## VERPLICHTE OPDRACHTEN
a - Beantwoord over de tekst over huisbezoeken:
(i) Op welke datum deed de Centrale Raad van Beroep uitspraak?
(ii) In hoeveel zaken deed de Raad uitspraak?
(iii) Welk artikel van het EVRM wordt genoemd?
b - Schrijf een deel van de tekst over huisbezoeken letterlijk over, beginnend bij "Huisbezoeken slechts onder" en eindigend bij "huisbezoeken.".
c - Vervolg de tekst over onaangekondigde huisbezoeken na de laatste zin die er staat.

Huisbezoeken slechts onder voorwaarden geoorloofd
Utrecht, 11 april 2007 - Op 11 april 2007 heeft de Centrale Raad van
Beroep, op dit gebied de hoogste rechterlijke instantie, in vier op de
toepassing van de Wet werk en bijstand betrekking hebbende zaken
uitspraak gedaan over de aanvaardbaarheid van onaangekondigde
huisbezoeken.
De Raad heeft geoordeeld dat huisbezoeken als zodanig een noodzakelijk
en adequaat controle-instrument kunnen zijn om de aanspraak op
bijstand te kunnen vaststellen. Bij het inzetten ervan moet echter
recht worden gedaan aan de in artikel 8 van het EVRM besloten liggende
waarborgen voor de bescherming van de persoonlijke levenssfeer van de
bijstandscliënt. Dit betekent dat aan de bijstandscliënt/bewoner
vooraf toestemming moet worden gevraagd voor het binnentreden en dat
hem vooraf moet worden medegedeeld dat het eventuele weigeren van
toestemming geen directe gevolgen heeft voor de bijstandsverlening.

## UITTREKSEL GEGEVENS
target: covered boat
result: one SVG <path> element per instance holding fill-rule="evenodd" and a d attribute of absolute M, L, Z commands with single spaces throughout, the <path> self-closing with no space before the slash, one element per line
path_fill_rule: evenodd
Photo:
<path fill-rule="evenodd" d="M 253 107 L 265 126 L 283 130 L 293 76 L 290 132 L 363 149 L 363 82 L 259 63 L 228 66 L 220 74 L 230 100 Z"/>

## ANTWOORDEN OP VOLGORDE
a -
(i) Op 11 april 2007.
(ii) In vier zaken.
(iii) Artikel 8.

b -
Huisbezoeken slechts onder voorwaarden geoorloofd
Utrecht, 11 april 2007 - Op 11 april 2007 heeft de Centrale Raad van
Beroep, op dit gebied de hoogste rechterlijke instantie, in vier op de
toepassing van de Wet werk en bijstand betrekking hebbende zaken
uitspraak gedaan over de aanvaardbaarheid van onaangekondigde
huisbezoeken.

c -
Slechts wanneer de gemeente op grond van feiten en omstandigheden
reden heeft om te twijfelen aan de rechtmatigheid van de
bijstandsverlening, behoeft het weigeren van toestemming niet zonder
gevolgen te blijven. De bewijslast dat de bewoner na voorgelicht te
zijn over zijn rechten, vrijwillig toestemming heeft gegeven voor het
binnentreden, berust op de gemeente.
In de uitspraak in de zaak (LJN BA2436) ging het om een
bijstandscliënt die volgens de gemeente tot een bepaalde risicogroep
behoorde, namelijk bijstandsontvangers die niet zelfstandig wonen,
maar inwonend zijn bij een ander. De desbetreffende cliënt woonde met
haar kinderen in bij haar ouders. Verder stond vast dat hetgeen bij de
gemeente over haar bekend was geen aanleiding vormde om te twijfelen
aan de juistheid van hetgeen zij eerder aan de gemeente over haar
woon- en leefsituatie had vermeld. Uitsluitend de omstandigheid dat
zij tot de groep van de inwonenden behoorde, was voor de gemeente
aanleiding om van haar medewerking voor het afleggen van een
huisbezoek te verlangen. Die medewerking werd door haar geweigerd,
waarna de bijstandsuitkering werd ingetrokken.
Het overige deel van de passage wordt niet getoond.